• Task instructions:
**A.** Answer these questions about the Russia news briefs, each on its own line:
(i) Which aide of Vladimir Putin reportedly quit as Moscow's climate envoy?
(ii) Which news organization did sources speak to about countries possibly skipping G-20 meetings?
(iii) What did Russia annex in 2014?
**B.** Write a continuation of the Russia news briefs, starting after their final sentence.

• Text under study:
>>>

Russian official reportedly steps down

A veteran, high-ranking aide of Russian President Vladimir Putin has reportedly quit as Moscow’s climate envoy due to his opposition to Russia’s invasion of Ukraine. Anatoly Chubais reportedly stepped down and left the country, citing his opposition, two people familiar with the situation told Bloomberg on Wednesday. If the report is confirmed, it will mean Chubais is the highest-ranking individual to publicly break with Putin’s regime, with almost all Russian officials and state media maintaining a wall of silence when it comes to criticizing the president or his invasion.

China backs Russia’s G-20 membership

China has reportedly taken Russia’s side amid speculation that the US and international allies could seek to expel the country from the G-20 group of the world’s largest economies over its invasion of Ukraine. The likelihood that any bid to exclude Russia outright would be vetoed by others in the group — which includes China, India, Saudi Arabia and others — raised the prospect of some countries skipping G-20 meetings this year, sources told Reuters. Russia was suspended from what was previously the G-8 after it annexed Ukraine’s Crimean Peninsula in 2014.

<<<

(Point-per-instance localization data)
>>>

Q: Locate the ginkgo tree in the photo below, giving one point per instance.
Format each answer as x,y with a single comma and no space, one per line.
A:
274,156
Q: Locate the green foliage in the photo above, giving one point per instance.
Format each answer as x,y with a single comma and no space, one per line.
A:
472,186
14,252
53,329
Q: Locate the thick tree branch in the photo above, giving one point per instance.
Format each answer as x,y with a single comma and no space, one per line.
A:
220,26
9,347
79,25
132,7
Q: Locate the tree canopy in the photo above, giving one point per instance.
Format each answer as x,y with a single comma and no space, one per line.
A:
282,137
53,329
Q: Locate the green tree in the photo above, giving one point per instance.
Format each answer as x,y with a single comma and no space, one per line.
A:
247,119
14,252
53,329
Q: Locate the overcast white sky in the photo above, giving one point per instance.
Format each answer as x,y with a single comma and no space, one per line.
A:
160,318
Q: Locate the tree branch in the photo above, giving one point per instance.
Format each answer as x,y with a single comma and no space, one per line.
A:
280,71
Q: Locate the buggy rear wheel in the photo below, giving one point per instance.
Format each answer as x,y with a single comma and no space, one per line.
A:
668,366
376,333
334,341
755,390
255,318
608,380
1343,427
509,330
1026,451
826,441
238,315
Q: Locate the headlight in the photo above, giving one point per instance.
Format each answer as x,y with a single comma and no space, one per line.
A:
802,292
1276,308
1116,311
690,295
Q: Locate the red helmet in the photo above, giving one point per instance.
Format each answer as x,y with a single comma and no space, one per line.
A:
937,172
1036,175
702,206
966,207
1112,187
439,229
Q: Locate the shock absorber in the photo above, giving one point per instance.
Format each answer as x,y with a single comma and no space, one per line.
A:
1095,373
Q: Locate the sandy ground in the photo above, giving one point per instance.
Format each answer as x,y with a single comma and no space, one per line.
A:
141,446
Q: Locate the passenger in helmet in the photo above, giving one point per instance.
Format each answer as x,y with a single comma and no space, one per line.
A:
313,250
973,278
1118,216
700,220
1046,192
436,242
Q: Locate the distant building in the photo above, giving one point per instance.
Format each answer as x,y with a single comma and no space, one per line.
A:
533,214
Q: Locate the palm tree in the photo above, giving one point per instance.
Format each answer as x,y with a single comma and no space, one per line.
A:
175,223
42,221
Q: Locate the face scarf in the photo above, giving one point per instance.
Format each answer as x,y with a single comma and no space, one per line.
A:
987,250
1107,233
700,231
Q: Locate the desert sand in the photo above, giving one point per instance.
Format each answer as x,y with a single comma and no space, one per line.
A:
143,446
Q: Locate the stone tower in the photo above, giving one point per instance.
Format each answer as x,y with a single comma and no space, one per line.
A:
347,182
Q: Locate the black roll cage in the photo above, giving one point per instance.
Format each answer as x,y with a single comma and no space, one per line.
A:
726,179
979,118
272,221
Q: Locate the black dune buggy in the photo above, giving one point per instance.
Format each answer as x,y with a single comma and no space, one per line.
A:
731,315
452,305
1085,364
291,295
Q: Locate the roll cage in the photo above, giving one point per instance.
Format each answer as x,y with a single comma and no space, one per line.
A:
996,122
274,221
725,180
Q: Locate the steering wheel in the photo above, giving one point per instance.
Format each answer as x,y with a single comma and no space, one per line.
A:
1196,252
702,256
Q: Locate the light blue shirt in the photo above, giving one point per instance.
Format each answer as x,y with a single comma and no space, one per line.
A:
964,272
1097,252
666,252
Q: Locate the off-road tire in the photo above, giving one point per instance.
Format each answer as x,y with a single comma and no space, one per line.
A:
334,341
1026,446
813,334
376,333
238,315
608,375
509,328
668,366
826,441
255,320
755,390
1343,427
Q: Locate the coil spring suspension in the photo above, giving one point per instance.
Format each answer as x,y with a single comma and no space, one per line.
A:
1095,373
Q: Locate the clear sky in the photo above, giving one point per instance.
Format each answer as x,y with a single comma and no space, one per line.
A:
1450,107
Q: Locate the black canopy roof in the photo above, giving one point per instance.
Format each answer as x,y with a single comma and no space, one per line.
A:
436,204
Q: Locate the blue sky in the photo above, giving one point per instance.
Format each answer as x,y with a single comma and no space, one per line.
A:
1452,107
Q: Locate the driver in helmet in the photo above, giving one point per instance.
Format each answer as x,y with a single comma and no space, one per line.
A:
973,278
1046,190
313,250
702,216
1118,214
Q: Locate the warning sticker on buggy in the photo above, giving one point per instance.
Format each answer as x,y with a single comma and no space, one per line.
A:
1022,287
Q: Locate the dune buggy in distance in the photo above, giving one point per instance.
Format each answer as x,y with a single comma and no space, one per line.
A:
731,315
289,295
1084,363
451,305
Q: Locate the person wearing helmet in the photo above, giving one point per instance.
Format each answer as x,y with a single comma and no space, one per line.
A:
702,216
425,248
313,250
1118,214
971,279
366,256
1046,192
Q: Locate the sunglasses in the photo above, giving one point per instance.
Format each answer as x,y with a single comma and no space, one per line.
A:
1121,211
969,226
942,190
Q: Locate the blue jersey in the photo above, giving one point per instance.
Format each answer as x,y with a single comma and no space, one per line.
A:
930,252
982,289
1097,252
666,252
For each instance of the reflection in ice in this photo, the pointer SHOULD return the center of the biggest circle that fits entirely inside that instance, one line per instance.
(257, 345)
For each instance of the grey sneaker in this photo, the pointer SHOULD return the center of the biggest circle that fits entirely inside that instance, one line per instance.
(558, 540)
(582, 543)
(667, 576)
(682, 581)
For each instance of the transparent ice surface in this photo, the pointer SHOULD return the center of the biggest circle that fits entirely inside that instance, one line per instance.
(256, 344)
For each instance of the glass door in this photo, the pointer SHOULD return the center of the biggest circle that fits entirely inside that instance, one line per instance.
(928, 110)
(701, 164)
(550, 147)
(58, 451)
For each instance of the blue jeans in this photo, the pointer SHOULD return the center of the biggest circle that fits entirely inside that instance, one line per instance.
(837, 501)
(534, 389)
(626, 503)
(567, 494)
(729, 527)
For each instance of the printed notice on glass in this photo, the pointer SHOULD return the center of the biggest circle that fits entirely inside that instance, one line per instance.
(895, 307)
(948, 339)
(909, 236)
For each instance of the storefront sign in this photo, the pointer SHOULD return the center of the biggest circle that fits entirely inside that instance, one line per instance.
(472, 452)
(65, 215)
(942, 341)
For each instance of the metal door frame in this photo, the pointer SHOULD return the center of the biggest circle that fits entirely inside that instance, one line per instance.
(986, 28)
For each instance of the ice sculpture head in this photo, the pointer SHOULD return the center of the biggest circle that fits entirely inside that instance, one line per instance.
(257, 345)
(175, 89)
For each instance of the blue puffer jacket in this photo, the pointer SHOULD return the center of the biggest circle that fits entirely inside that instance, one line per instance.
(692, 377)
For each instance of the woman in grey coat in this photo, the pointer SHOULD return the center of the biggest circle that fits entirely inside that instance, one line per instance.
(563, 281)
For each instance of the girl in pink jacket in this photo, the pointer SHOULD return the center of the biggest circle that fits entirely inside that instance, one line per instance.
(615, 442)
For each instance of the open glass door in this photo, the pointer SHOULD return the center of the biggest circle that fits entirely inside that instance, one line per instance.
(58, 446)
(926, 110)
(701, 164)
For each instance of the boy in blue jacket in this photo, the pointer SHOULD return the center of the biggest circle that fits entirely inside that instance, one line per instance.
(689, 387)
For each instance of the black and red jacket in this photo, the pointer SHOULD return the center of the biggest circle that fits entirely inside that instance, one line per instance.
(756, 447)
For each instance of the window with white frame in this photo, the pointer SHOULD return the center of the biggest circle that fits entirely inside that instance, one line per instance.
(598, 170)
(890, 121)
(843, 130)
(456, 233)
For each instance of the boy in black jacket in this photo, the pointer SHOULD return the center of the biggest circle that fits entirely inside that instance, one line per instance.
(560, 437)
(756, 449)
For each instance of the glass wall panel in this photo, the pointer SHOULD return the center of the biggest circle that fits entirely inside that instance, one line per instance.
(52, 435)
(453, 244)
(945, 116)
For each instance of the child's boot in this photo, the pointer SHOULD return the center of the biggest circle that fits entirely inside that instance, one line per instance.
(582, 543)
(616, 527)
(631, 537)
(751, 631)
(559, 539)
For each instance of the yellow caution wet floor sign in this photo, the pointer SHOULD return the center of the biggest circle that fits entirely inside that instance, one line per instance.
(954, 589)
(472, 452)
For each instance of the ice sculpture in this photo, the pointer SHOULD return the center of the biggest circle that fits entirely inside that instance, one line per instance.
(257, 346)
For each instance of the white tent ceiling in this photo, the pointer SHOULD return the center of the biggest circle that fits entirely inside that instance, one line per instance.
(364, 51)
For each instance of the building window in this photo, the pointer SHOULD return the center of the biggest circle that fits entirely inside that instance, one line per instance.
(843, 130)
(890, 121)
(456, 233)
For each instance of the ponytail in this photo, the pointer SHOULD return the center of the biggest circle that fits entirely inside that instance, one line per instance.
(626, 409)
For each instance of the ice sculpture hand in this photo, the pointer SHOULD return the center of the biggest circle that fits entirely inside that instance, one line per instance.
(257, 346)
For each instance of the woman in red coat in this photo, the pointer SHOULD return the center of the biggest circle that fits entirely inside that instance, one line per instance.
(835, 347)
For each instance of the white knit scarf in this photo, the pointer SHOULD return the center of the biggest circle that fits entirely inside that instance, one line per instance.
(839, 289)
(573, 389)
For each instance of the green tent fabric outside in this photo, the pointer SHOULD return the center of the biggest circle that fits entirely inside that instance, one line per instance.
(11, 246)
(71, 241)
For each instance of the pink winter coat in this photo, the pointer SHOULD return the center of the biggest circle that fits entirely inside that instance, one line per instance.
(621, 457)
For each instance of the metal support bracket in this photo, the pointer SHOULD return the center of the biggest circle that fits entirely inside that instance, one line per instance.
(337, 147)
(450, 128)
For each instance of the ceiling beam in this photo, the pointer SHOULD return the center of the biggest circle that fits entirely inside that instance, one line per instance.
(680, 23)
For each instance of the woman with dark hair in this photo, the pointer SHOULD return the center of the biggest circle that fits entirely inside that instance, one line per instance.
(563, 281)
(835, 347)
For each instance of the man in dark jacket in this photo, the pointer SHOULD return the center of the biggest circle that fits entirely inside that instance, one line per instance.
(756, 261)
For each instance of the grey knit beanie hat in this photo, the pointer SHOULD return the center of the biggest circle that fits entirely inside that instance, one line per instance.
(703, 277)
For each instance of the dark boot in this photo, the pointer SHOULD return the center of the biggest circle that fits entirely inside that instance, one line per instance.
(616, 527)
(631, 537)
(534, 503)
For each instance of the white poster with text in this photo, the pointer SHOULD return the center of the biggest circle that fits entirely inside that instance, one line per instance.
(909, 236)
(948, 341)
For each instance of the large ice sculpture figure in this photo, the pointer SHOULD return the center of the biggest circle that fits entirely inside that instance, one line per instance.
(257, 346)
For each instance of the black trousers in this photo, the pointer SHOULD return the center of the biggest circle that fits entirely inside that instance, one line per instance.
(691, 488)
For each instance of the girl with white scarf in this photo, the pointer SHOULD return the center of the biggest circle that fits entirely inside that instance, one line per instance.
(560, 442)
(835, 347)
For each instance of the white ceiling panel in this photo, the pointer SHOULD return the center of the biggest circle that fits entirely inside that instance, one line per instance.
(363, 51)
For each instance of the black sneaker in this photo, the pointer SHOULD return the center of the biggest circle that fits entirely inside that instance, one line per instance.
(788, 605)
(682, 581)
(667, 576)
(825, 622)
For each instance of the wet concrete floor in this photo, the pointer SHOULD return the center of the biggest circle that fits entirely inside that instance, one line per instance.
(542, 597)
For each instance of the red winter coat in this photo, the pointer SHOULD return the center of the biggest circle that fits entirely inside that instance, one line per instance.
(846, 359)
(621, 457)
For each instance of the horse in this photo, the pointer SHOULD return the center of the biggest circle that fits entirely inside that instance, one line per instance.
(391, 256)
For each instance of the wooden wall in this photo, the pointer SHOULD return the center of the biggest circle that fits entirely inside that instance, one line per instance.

<<<

• Answers to this exercise:
**A.**
(i) Anatoly Chubais
(ii) Reuters
(iii) Ukraine's Crimean Peninsula

**B.**
Fertilizer prices at record highs

Supply shortages fueled by the Ukraine-Russia conflict, along with a host of preexisting factors, have driven fertilizer prices to record highs. Prices for the raw materials used to make the fertilizers — ammonia, nitrogen, nitrates, phosphates, potash and sulphates — are up 30% since the beginning of the  new year and now exceed those seen during the food and energy crisis in 2008, according to British commodity consultancy CRU. In 2021, Russia was the world’s top exporter of nitrogen fertilizers and the second-largest supplier of both potassic and phosphorous fertilizers, according to the UN Food and Agriculture Organization. Separately, the Moscow Exchange resumed trading on Thursday. Short selling will be banned, and foreign investors will not be able to sell stocks or OFZ ruble bonds until 1 April.

Quick Hits

The US Securities and Exchange Commission on Monday debuted expansive rules that are aimed at protecting investors by requiring publicly traded companies to disclose how climate risks affect their business, outline their own greenhouse gas emissions and report on climate-related targets and goals.

The US said Friday it will work with international partners to provide at least 15 billion cubic meters more of liquified natural gas (LNG) to Europe this year, seeking to end the bloc’s dependence on Russian energy exports following the Kremlin’s invasion of Ukraine. The additional volumes of LNG are expected to increase going forward, the White House said in a statement.

Cryptocurrency companies could be forced to wind down their business in the UK if they fail to register with the finance watchdog ahead of a key deadline next week. From 31 March, firms operating crypto services in Britain must be registered with the Financial Conduct Authority, which is tasked with overseeing how digital asset firms combat money laundering.

Total mortgage application volume in the US fell 8.1% last week compared with the previous week, according to the Mortgage Bankers Association’s seasonally adjusted index.

A group of Chinese real estate developers said this week that they are either not able to release their financial results on time or have yet to set board meetings to discuss them.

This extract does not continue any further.